Data to examine:
◆ ◆ ◆ ◆ ◆ ◆ ◆

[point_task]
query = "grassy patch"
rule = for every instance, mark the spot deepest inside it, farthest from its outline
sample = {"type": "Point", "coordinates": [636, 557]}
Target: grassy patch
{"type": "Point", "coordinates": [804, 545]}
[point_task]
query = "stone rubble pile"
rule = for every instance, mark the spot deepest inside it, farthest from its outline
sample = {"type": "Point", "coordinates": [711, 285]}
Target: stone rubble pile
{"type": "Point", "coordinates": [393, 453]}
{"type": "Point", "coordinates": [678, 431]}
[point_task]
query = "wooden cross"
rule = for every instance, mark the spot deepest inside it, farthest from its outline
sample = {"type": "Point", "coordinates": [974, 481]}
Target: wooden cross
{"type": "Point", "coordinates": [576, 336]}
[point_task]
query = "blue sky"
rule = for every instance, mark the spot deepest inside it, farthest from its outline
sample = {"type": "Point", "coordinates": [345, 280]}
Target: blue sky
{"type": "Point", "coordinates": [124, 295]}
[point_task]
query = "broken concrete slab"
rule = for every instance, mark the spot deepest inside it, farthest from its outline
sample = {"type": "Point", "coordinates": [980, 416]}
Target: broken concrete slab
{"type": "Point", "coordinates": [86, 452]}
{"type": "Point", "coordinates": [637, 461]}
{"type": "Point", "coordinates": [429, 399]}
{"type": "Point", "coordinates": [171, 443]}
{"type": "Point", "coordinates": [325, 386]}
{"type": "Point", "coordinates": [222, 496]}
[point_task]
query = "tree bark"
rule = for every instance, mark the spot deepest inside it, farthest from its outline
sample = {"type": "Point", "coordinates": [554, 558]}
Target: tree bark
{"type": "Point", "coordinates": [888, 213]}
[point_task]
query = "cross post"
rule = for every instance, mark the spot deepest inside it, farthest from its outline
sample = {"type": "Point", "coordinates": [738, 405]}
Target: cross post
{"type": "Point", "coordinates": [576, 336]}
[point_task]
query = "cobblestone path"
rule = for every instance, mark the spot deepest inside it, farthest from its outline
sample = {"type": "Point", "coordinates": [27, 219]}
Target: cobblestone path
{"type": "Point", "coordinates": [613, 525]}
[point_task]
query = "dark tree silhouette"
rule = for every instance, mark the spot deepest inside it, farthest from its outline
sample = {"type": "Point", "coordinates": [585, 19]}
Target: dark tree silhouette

◆ ◆ ◆ ◆ ◆ ◆ ◆

Task details:
Could you find every line in the records above that contains the word "sample" and copy it?

Response area:
sample = {"type": "Point", "coordinates": [636, 557]}
sample = {"type": "Point", "coordinates": [711, 285]}
sample = {"type": "Point", "coordinates": [974, 481]}
sample = {"type": "Point", "coordinates": [345, 280]}
sample = {"type": "Point", "coordinates": [980, 416]}
sample = {"type": "Point", "coordinates": [554, 558]}
sample = {"type": "Point", "coordinates": [738, 405]}
sample = {"type": "Point", "coordinates": [27, 219]}
sample = {"type": "Point", "coordinates": [585, 19]}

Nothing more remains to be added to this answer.